Exercise details: Every line below should be duplicated exactly.

Dataset entries:
[Start of Attachment]
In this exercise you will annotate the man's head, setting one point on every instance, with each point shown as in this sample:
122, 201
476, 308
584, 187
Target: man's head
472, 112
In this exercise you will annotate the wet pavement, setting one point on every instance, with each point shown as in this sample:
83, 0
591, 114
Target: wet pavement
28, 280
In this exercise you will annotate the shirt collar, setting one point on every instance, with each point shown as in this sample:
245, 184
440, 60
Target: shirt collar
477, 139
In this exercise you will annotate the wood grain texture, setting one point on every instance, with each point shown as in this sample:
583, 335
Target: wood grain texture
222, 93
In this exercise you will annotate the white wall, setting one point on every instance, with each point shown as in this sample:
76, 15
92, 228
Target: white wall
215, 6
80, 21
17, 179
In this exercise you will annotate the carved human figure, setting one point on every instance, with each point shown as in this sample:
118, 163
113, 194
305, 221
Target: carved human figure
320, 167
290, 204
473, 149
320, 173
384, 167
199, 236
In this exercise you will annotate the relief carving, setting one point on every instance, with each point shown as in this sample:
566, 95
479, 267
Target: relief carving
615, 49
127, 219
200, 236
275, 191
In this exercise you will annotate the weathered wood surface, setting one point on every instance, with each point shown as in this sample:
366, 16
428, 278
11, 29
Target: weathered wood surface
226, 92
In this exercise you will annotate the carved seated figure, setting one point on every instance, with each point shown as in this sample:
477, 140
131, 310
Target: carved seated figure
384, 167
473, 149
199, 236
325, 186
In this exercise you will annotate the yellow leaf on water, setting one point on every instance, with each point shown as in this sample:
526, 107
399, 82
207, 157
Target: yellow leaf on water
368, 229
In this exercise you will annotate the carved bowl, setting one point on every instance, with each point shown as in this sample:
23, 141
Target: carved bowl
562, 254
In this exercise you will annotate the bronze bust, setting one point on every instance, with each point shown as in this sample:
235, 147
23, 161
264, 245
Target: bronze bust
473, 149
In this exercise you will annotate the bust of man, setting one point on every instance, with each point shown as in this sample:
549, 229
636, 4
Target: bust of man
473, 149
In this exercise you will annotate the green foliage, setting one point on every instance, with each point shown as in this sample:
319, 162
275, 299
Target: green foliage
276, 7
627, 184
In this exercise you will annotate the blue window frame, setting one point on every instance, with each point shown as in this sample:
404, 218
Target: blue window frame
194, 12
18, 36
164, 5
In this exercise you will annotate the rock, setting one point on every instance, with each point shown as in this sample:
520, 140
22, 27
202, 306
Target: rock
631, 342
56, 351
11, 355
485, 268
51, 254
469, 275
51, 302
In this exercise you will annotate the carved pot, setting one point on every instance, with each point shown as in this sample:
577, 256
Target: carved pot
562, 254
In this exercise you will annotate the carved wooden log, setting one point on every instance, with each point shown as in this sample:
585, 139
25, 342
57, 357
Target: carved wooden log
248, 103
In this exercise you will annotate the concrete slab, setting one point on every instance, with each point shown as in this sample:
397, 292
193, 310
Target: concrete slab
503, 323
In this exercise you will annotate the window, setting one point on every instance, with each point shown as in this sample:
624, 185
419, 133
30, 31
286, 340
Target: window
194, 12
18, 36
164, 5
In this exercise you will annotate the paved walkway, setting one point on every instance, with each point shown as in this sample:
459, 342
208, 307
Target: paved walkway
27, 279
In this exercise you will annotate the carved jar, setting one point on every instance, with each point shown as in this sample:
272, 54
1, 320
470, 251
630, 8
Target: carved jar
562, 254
[End of Attachment]
Exercise result:
In this exercise you will annotate the man's head, setting one point on every instance, with each point shown as in this sample:
122, 201
476, 308
584, 187
Target: man's head
472, 112
In this exercise you will annotate the wet pavement, setting one point on every instance, with each point shown as in this sample:
83, 0
591, 114
Target: wet pavement
28, 280
In this exercise you will annotate the shirt collar, setting one point on every instance, with each point shown as in this sample:
245, 184
440, 60
Target: shirt collar
477, 139
In this exercise you will annotate the wood grain texture, setting one point on every instance, with each point shown as in this sample:
583, 335
Target: wood grain texture
222, 93
In this exercise you will annotate the white wall, setting one point on every instance, with each point shown as in this sample:
76, 15
92, 228
Target: white wall
215, 6
80, 21
17, 179
In this exercise you will annotate the carved human figure, setting one point on every instance, with each point shown as in this sample:
118, 163
113, 194
305, 221
Target: carved human figure
320, 167
290, 204
473, 149
320, 173
384, 167
199, 236
In this exercise you will annotate the relief carving, setting one point on every instance, with each point shown as in this sample:
566, 95
479, 267
Target: relief carving
615, 49
127, 219
200, 236
275, 191
In this exercise you will annotate the weathered wood surface, setting one point on every instance, with each point shown as in this sample:
366, 16
428, 278
11, 29
Target: weathered wood surface
226, 92
In this exercise you will annotate the carved seated figure, setting one point on every instance, with each point shown as in this sample:
477, 140
131, 310
Target: carved seated figure
384, 167
473, 149
199, 236
325, 186
In this exercise you will annotate the yellow leaf on water, setting one point on every instance, with each point shown as in this sample:
526, 107
399, 82
207, 157
Target: yellow leaf on water
368, 229
In this exercise you will annotate the carved bowl, setting one point on every instance, with each point shown as in this sample:
23, 141
Target: carved bowl
562, 254
In this exercise you will annotate the bronze bust, setting one point on every instance, with each point shown as in this sample:
235, 147
23, 161
264, 245
Target: bronze bust
473, 149
In this exercise you will annotate the bust of man, setting one point on every instance, with each point shown as in this sample:
549, 229
636, 4
Target: bust of man
473, 149
In this exercise you will annotate the green foliage, setting one point on every instance, with each point shown as in this sample:
319, 162
275, 299
Target: green foliage
276, 7
627, 184
In this exercise you will annotate the blue window frame, setting one point on every instance, with each point shown as in this sample:
404, 218
Target: blue window frame
194, 12
18, 36
164, 5
In this exercise you will annotate the rock, setting one point on every instance, with each point shown as in this sample:
520, 140
22, 27
202, 306
Target: rock
631, 342
56, 351
11, 355
485, 268
51, 254
469, 275
51, 302
In this exercise you will annotate the carved pot, setting one point on every instance, with each point shown as in this sample:
577, 256
Target: carved pot
562, 254
In this exercise you will annotate the carved wooden log, setting one point on every instance, with each point shown as in this sample:
585, 139
25, 342
57, 357
Target: carved wooden log
248, 103
In this exercise you will annotate the concrete slab, setting one point on every instance, with each point shown as in this sample:
397, 292
193, 310
Target: concrete slab
503, 323
In this exercise you will annotate the window, setting one point on every instance, with each point shown as in this sample:
624, 185
419, 133
30, 31
286, 340
Target: window
194, 12
18, 36
164, 5
In this exercise you will annotate the paved walkway, setting one point on every instance, with each point shown as in this sample:
459, 342
208, 307
Target: paved walkway
27, 279
In this exercise you will annotate the carved jar, setting one point on every instance, with each point shown as in this sample:
272, 54
1, 320
470, 251
630, 8
Target: carved jar
562, 254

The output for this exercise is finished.